**The task:**
Comb through the entries for "Target" and pull out each line that holds it.

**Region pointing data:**

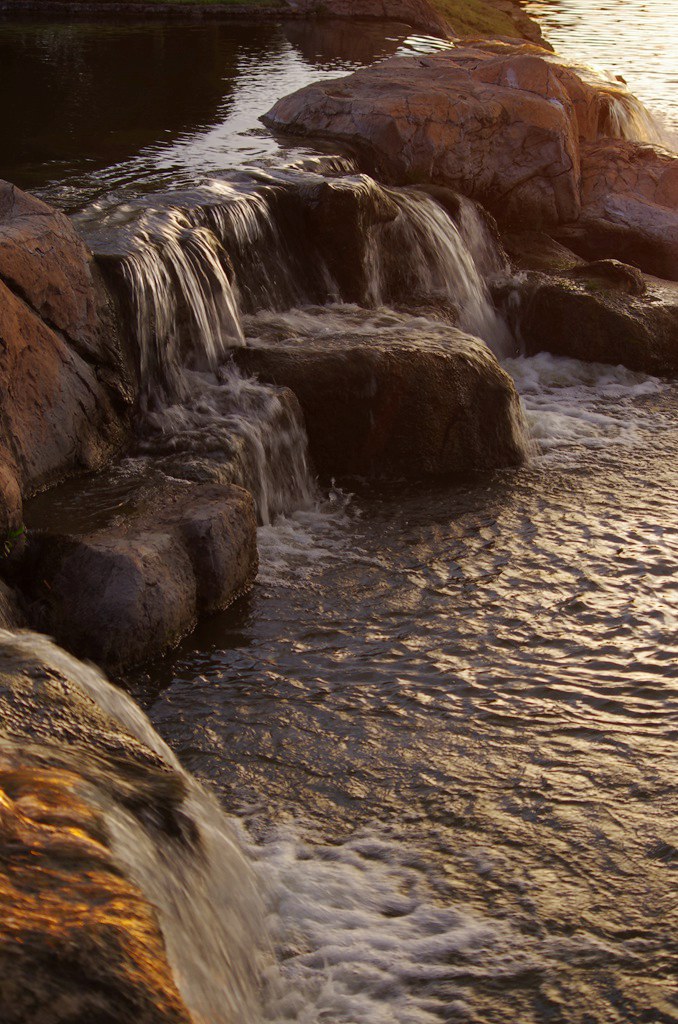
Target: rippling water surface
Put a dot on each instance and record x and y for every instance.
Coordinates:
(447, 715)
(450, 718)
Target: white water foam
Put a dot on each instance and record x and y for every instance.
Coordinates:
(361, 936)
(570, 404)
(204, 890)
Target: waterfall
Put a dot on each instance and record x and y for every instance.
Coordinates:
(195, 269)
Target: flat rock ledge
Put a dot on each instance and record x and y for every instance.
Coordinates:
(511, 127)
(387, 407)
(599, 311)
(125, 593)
---
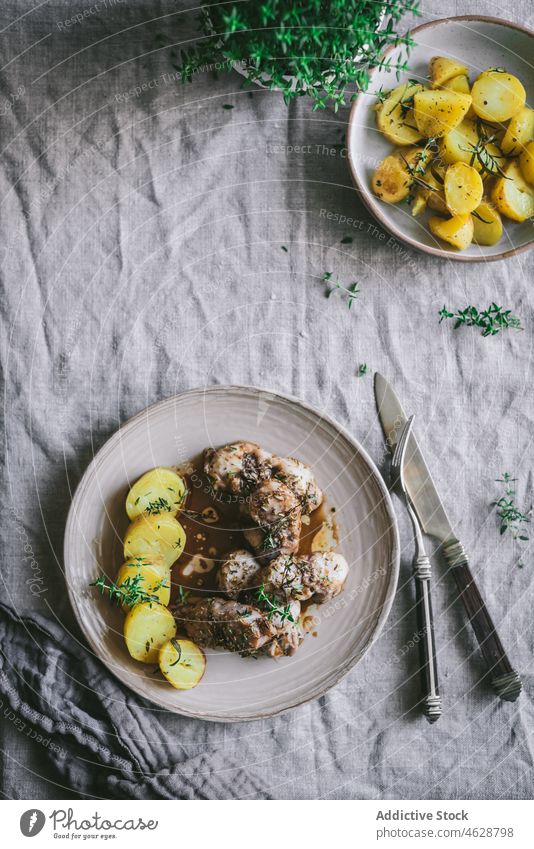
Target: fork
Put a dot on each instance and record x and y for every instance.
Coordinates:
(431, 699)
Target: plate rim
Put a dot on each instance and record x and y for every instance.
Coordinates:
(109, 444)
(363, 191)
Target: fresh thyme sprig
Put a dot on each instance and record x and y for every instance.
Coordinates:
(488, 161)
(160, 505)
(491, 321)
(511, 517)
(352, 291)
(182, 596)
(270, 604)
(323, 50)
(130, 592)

**Result:**
Target: rippling water surface
Target: white water foam
Target: waterfall
Target: flat rock ledge
Target: fork
Target: plate rim
Target: fresh thyme sprig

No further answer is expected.